» **TASK GOAL**: Restate word for word the lines of the records below, starting at the line that contains "Thank you for the photo. Could you indicate the gray fabric" and ending at the line that contains "Thank you for the photo. Could you indicate the cork coaster", with both of those lines included and nothing else.

» **Natural-language object grounding data**:
☆ ☆ ☆ ☆ ☆ ☆ ☆
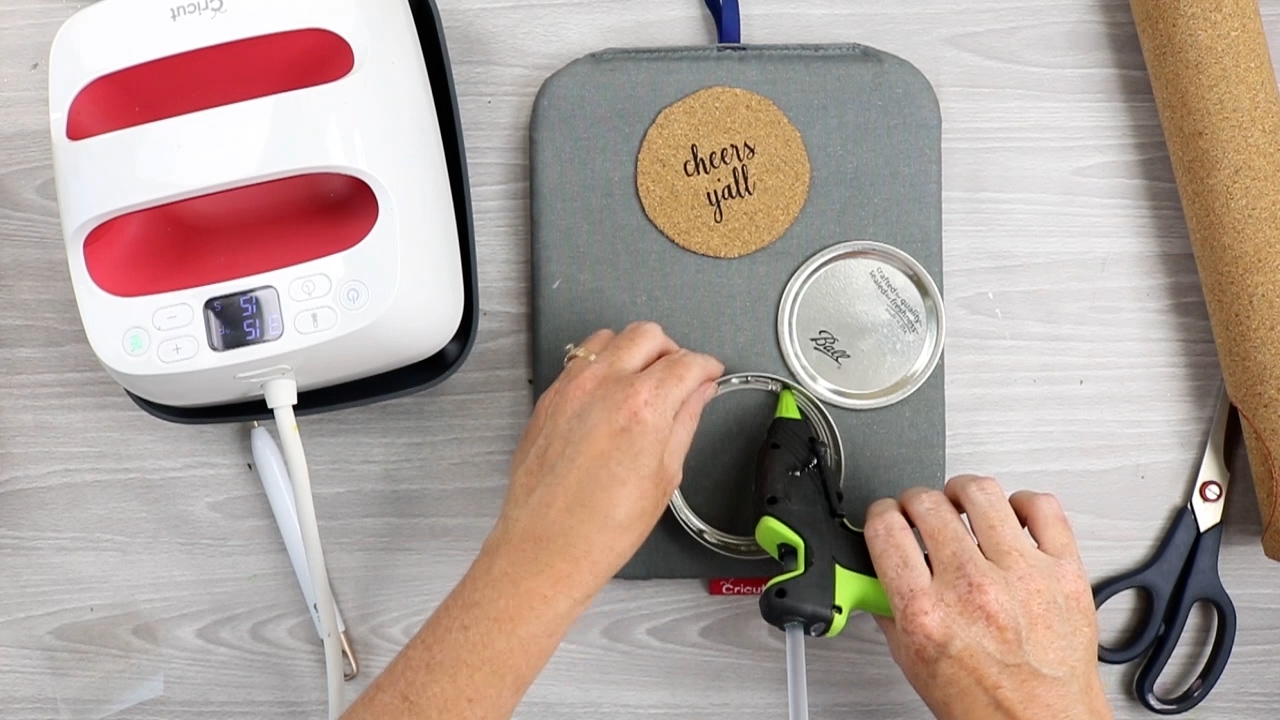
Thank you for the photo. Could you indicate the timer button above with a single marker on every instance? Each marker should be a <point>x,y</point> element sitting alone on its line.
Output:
<point>315,320</point>
<point>310,287</point>
<point>136,342</point>
<point>173,317</point>
<point>178,349</point>
<point>353,296</point>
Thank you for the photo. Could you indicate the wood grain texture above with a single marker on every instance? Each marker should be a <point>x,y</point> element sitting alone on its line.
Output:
<point>144,574</point>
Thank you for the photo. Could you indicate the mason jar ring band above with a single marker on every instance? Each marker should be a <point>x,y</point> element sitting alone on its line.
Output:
<point>745,547</point>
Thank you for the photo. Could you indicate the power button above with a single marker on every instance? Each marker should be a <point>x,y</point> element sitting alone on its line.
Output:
<point>353,295</point>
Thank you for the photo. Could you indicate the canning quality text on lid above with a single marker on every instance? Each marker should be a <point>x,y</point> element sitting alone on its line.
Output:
<point>862,326</point>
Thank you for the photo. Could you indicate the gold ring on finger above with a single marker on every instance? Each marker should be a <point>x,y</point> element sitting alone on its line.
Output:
<point>574,352</point>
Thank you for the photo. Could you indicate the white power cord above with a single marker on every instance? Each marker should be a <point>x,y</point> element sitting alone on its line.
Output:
<point>282,395</point>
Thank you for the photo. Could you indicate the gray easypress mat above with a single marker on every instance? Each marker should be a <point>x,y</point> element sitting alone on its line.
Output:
<point>872,126</point>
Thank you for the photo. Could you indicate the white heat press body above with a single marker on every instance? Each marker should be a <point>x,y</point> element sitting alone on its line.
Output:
<point>254,188</point>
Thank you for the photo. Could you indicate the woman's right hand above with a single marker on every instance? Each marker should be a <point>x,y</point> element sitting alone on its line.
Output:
<point>1000,624</point>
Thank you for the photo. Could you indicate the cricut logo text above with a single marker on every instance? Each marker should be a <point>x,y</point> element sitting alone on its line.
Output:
<point>211,8</point>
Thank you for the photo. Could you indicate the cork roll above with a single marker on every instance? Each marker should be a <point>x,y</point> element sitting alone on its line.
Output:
<point>1216,92</point>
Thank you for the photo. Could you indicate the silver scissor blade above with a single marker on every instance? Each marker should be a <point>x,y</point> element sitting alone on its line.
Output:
<point>1208,496</point>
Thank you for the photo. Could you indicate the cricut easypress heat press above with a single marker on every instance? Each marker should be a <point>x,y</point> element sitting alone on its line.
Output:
<point>261,188</point>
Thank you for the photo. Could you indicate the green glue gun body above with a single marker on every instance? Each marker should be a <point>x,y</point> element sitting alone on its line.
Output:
<point>827,569</point>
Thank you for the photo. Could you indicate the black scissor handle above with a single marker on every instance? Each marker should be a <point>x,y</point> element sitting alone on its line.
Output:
<point>1157,578</point>
<point>1203,584</point>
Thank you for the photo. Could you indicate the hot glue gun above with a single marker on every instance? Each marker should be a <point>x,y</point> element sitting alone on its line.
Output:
<point>827,572</point>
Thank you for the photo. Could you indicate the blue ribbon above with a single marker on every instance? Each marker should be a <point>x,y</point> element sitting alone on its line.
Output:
<point>728,22</point>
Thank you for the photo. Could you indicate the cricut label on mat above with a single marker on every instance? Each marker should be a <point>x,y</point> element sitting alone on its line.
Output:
<point>723,172</point>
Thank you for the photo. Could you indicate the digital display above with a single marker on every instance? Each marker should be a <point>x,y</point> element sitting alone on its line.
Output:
<point>243,319</point>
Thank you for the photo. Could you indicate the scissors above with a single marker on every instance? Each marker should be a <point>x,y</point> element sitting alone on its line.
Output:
<point>1180,574</point>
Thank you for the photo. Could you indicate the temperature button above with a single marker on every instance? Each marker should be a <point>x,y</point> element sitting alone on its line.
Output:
<point>178,350</point>
<point>316,320</point>
<point>353,295</point>
<point>173,318</point>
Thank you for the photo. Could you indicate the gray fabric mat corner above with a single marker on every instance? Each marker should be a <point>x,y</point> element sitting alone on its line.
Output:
<point>873,130</point>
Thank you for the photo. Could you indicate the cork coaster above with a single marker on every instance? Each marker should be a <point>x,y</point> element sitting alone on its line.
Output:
<point>723,172</point>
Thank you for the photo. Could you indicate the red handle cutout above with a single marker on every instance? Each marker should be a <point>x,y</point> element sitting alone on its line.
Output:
<point>231,235</point>
<point>206,78</point>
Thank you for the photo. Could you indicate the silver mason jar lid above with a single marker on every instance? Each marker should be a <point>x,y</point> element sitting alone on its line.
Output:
<point>862,326</point>
<point>745,547</point>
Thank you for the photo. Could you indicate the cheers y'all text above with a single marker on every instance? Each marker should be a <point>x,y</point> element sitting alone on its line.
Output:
<point>728,168</point>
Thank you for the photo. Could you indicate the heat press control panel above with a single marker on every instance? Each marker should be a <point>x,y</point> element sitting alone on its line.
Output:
<point>311,306</point>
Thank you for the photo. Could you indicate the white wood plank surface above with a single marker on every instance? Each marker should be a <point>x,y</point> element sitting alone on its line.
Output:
<point>144,577</point>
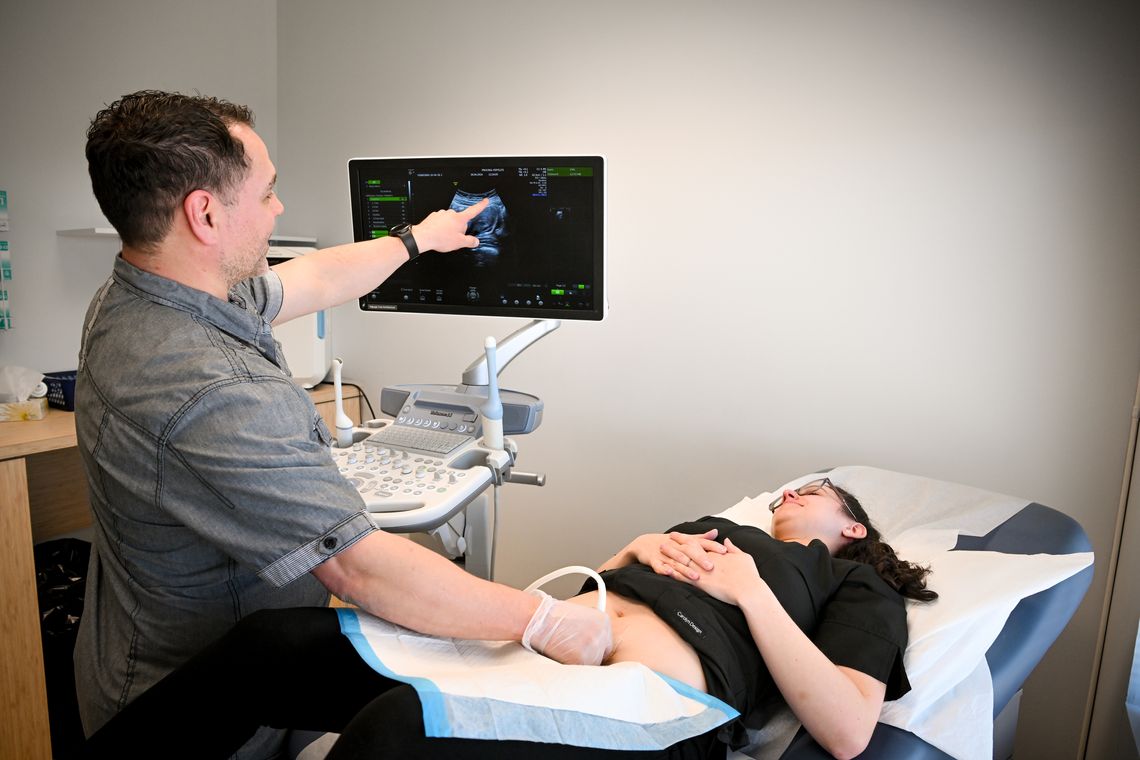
☆ ☆ ☆ ☆ ☆ ☆ ☆
» **ANSWER TO THIS TASK**:
Thank you for the photo. Could you indicate the gray fabric mat corner above with a single marker on every instance? Each marker should be a <point>x,y</point> element sitting alone on its line.
Output:
<point>873,130</point>
Thank you for the photo. Could you indicate the cork coaster above with a single marker on every instance? Each marker should be a <point>x,y</point> element sitting alone on its line.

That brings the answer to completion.